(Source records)
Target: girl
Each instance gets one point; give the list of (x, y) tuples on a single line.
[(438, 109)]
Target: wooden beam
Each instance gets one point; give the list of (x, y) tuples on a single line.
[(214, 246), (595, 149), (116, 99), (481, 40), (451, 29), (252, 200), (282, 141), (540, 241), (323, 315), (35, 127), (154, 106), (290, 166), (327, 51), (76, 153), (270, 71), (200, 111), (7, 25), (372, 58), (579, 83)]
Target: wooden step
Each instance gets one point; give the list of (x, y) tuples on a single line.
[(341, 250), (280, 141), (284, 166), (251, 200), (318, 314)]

Assignment: Look for "Target: wooden step" in the records. Write out its line and every later line through the end exactly, with nothing more.

Written answer:
Target: wooden step
Each instance gets one point; give the list of (x, y) tuples on a single line.
[(341, 250), (280, 141), (284, 166), (251, 200), (318, 314)]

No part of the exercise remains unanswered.